= Task =
In the records below, reproduce exactly the lines from the one containing "<point>7,91</point>" through the one containing "<point>515,222</point>", both included, and omit the pictures.

= Entries supplied =
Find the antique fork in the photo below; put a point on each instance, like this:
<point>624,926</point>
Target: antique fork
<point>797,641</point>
...
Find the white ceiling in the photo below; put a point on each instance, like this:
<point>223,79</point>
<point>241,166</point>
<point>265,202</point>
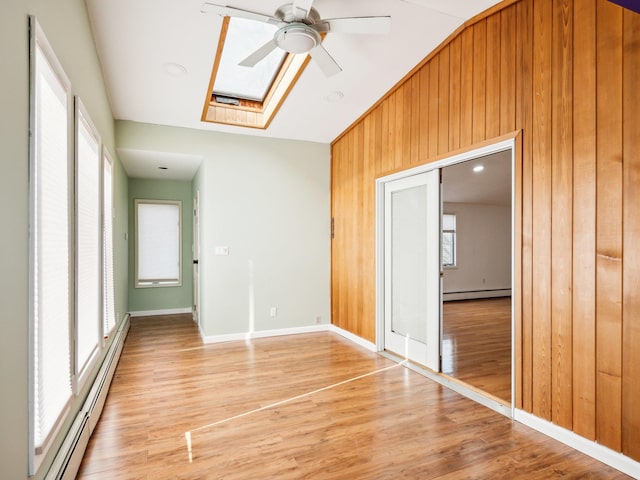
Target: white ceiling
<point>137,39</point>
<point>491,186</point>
==
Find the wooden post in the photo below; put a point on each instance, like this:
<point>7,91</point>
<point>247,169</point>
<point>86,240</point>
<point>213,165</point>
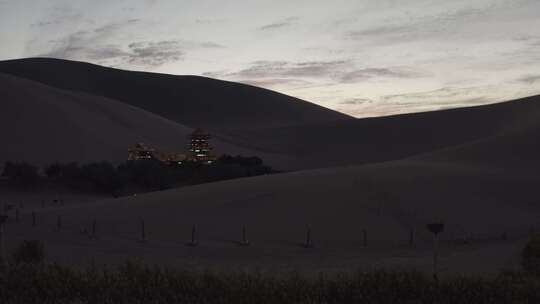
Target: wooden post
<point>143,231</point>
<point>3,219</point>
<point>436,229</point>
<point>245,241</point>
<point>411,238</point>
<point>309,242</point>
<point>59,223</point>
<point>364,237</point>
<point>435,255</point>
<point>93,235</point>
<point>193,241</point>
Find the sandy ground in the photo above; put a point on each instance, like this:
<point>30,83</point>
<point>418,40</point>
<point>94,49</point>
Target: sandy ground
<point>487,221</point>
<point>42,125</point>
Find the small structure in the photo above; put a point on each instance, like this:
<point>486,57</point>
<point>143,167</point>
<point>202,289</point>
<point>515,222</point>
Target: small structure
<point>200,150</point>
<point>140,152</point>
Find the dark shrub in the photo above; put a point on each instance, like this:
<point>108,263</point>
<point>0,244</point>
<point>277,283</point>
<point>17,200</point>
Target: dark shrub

= Response area =
<point>7,91</point>
<point>247,169</point>
<point>86,240</point>
<point>213,165</point>
Target: wooden post
<point>143,231</point>
<point>3,219</point>
<point>436,229</point>
<point>245,241</point>
<point>411,238</point>
<point>309,242</point>
<point>59,223</point>
<point>364,237</point>
<point>435,255</point>
<point>93,235</point>
<point>193,241</point>
Find the sandy ground in the photo above; put a point on each instance, like this:
<point>30,83</point>
<point>418,40</point>
<point>94,49</point>
Target: sandy ground
<point>487,221</point>
<point>42,125</point>
Find the small structure in the photo above; put a point on each instance, like this:
<point>486,57</point>
<point>143,167</point>
<point>202,289</point>
<point>515,222</point>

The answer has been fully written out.